I need the number of lines in the following entries that hold the word "corrugated", and no other text.

Recorded data
= Beginning of Section =
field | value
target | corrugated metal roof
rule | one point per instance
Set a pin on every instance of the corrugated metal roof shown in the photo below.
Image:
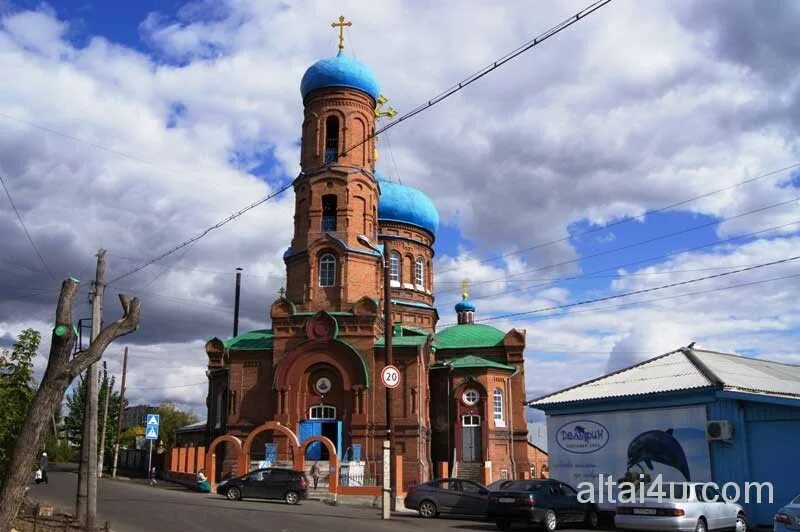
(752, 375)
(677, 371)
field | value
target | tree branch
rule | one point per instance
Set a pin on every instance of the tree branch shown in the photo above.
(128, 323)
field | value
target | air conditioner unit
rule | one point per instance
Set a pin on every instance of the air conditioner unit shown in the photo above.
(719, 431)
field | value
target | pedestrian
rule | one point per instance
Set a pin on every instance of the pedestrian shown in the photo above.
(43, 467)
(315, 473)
= End of Section =
= Beginning of Section =
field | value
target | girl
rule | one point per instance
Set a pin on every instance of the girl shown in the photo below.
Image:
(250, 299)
= End of Section =
= Beginning of Section =
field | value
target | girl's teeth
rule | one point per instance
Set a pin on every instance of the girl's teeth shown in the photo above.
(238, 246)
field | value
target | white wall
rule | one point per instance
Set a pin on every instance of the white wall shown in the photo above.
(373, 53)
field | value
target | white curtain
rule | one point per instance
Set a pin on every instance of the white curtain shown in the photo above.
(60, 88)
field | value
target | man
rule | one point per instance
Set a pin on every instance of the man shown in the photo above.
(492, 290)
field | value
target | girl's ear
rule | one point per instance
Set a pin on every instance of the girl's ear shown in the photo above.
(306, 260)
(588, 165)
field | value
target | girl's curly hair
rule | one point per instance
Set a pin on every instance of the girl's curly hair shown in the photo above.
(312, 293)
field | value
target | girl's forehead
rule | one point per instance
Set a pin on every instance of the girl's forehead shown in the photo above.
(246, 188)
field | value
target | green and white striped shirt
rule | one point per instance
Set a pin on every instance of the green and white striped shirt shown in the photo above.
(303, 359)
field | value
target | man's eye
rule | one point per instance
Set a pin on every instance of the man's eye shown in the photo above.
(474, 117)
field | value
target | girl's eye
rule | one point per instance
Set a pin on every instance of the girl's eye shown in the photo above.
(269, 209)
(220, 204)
= End of Section =
**Answer to this task**: 2